| EXERCISE |
Render the lines of the rows from the very first one through the line holding "M214 285L325 269L323", inclusive, as a JSON list of strings. Use one string per line and leave out any blank lines.

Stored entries
— BEGIN —
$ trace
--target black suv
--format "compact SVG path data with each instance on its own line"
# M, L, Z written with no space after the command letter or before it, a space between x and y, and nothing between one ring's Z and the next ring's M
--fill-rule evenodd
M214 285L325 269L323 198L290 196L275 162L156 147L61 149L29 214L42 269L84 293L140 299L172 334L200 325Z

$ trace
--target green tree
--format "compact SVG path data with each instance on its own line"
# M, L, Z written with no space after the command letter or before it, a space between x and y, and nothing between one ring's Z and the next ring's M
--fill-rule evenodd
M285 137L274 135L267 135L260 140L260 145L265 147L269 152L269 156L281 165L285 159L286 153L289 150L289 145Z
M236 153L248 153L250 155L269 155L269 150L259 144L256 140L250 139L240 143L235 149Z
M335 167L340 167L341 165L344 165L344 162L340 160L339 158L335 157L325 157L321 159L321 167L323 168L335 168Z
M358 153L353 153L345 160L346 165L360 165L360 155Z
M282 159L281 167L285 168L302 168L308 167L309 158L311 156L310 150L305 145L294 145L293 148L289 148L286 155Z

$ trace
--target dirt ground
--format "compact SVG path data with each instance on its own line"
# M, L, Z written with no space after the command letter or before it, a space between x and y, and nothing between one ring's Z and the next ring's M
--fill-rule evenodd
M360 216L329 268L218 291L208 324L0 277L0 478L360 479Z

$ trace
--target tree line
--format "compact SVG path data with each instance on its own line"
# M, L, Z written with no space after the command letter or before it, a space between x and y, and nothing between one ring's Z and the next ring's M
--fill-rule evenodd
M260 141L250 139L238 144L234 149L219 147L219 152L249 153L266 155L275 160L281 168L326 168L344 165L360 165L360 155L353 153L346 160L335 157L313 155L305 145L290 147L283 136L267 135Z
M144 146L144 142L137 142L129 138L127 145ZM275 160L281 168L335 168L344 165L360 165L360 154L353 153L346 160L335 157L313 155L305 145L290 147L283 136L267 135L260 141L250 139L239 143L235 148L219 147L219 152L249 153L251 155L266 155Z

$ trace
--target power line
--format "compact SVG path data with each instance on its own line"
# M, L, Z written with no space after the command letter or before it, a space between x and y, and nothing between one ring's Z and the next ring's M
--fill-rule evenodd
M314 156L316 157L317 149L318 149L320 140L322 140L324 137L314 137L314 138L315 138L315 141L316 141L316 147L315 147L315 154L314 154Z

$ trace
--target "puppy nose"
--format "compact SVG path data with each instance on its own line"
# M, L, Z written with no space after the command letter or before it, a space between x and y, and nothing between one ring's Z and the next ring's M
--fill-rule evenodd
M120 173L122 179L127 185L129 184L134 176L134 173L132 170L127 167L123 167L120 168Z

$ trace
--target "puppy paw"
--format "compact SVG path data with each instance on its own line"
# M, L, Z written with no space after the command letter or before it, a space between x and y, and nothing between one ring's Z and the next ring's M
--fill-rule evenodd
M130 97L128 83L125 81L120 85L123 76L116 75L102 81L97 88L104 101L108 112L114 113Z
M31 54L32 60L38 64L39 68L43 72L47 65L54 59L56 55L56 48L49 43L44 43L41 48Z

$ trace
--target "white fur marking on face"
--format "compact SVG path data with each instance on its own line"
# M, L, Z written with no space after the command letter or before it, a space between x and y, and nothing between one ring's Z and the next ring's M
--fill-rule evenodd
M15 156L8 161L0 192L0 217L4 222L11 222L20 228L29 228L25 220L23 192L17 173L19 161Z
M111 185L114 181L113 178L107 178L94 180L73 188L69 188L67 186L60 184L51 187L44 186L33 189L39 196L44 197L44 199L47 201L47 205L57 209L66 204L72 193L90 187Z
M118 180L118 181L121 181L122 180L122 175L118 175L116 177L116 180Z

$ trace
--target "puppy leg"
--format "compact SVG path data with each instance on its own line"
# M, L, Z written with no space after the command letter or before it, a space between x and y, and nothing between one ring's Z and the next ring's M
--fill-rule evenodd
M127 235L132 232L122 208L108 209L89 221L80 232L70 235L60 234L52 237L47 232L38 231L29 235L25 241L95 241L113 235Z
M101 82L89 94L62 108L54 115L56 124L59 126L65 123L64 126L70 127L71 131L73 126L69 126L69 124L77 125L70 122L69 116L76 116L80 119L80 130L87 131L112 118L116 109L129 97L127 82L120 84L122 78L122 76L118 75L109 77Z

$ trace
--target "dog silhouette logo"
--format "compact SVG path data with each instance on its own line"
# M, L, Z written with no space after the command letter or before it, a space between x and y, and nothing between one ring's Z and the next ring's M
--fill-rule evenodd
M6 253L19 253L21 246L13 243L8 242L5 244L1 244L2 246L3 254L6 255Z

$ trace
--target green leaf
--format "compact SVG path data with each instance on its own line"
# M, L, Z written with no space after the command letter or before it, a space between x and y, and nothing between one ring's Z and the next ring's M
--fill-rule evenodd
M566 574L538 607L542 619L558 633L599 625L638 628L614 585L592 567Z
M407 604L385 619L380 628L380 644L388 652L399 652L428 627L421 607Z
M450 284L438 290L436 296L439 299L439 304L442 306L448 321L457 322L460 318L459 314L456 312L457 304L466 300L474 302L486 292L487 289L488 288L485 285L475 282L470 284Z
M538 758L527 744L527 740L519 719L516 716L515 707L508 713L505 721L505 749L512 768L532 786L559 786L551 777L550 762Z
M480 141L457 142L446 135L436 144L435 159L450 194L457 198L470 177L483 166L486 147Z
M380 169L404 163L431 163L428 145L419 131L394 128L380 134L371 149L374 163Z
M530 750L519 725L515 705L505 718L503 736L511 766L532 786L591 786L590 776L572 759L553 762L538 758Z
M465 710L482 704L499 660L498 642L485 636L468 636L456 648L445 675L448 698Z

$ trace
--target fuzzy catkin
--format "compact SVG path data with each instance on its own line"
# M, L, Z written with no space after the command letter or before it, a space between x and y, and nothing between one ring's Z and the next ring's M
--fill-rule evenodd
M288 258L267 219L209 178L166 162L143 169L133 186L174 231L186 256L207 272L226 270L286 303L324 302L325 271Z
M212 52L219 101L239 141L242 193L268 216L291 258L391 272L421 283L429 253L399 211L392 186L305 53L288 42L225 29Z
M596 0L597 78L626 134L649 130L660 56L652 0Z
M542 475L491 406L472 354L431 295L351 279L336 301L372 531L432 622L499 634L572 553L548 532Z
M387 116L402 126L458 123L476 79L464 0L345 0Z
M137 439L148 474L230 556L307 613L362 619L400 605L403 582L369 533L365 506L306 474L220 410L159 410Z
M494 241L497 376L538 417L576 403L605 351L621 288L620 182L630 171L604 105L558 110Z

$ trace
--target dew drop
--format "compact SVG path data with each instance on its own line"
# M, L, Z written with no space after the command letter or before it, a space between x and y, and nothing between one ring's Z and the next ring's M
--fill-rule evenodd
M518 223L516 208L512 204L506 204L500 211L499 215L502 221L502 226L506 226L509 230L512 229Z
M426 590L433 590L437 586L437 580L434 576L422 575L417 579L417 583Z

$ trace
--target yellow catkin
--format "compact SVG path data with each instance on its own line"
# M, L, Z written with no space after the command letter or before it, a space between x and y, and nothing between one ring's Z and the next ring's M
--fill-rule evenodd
— END —
| TASK ANSWER |
[
  "$ trace",
  "--target black suv",
  "--format \"compact SVG path data with each instance on its own line\"",
  "# M, L, Z written with no space after the command letter or before it, a space between x and y, and nothing between one ring's Z and the next ring's M",
  "--fill-rule evenodd",
  "M214 285L325 269L323 198L290 196L275 162L156 147L61 149L29 214L42 269L84 293L140 299L172 334L200 325Z"
]